Please switch every "that would help" in the items below to "that would be useful" and give the lines again, changing nothing else. Leave the pictures out of your version.

::: Information shown :::

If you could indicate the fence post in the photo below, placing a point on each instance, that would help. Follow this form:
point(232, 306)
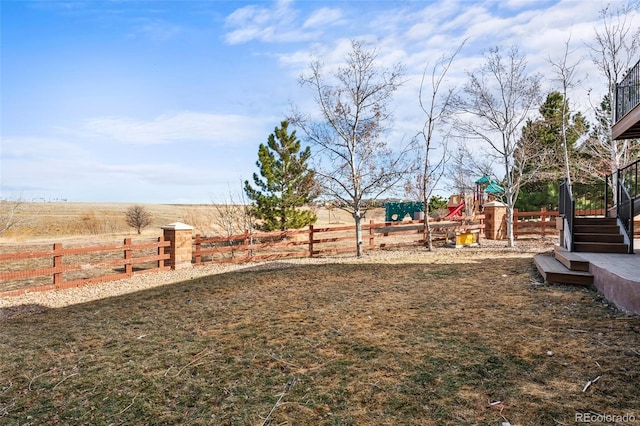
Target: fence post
point(198, 251)
point(128, 267)
point(372, 236)
point(160, 252)
point(57, 263)
point(245, 243)
point(180, 236)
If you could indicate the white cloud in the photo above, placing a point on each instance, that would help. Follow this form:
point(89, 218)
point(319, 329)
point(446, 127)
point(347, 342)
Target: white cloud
point(213, 129)
point(324, 17)
point(277, 24)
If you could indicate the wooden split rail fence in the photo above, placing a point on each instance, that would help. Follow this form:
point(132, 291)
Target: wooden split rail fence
point(64, 267)
point(75, 266)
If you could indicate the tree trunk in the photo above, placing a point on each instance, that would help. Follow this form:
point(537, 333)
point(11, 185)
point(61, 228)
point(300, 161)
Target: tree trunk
point(510, 237)
point(358, 220)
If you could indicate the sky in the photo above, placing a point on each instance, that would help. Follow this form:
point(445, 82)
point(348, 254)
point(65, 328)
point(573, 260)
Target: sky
point(168, 101)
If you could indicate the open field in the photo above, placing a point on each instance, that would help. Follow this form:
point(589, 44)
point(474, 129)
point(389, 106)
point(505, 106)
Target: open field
point(457, 337)
point(47, 221)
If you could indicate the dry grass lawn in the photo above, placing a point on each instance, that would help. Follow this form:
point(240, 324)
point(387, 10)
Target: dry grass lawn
point(455, 337)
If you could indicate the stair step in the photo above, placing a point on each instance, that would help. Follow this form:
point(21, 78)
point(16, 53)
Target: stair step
point(592, 247)
point(556, 273)
point(596, 229)
point(611, 221)
point(598, 238)
point(570, 259)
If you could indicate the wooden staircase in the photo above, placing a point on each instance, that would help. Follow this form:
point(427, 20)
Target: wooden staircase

:::

Solved problem:
If you could indicate the fence post in the photo below, placing a point on each instance, that would be useful. Follow this form:
point(232, 306)
Target: fence post
point(198, 251)
point(128, 267)
point(372, 236)
point(160, 252)
point(57, 263)
point(245, 243)
point(180, 236)
If you could indicate the white cloud in the photo above, placing a point on each instance, that would be useful. Follow this form:
point(89, 218)
point(319, 329)
point(446, 127)
point(347, 342)
Target: white cloud
point(213, 129)
point(324, 17)
point(277, 24)
If you could indicate the wooden split rail fence in the photo above, placing a point on each instance, that would be useful. Follow this form:
point(132, 291)
Target: wooden split rail fence
point(64, 267)
point(75, 266)
If you could indicate the tree trunk in the photo above, placing a point on each instance, that would be useful. Follow this form:
point(537, 333)
point(11, 185)
point(61, 228)
point(300, 161)
Target: tree trunk
point(510, 237)
point(358, 220)
If you could indicate the sky in the photo above, placing a point on each instance, that would be useful. Follow this form:
point(445, 82)
point(348, 254)
point(65, 328)
point(573, 260)
Target: sky
point(168, 101)
If you could indicate the open field in the photo above, placing a point on each instance, that would be useful. Follow this form:
point(589, 44)
point(474, 129)
point(389, 106)
point(505, 106)
Target: open field
point(457, 337)
point(47, 221)
If you could indicate the dry grass lawn in the photo above, placing a point on each instance, that would be useful. Follow this form:
point(240, 324)
point(387, 10)
Target: dry grass lawn
point(455, 337)
If you could indicate the stair step in the photo above, placing a point on each instance, that would be useful. Follow this form:
point(21, 78)
point(16, 53)
Target: stair step
point(592, 247)
point(556, 273)
point(596, 229)
point(611, 221)
point(598, 238)
point(570, 259)
If you could indicate the wooden staircase in the photo above, placing a point on each instance, that would be useful. Follow this form:
point(427, 20)
Target: wooden staircase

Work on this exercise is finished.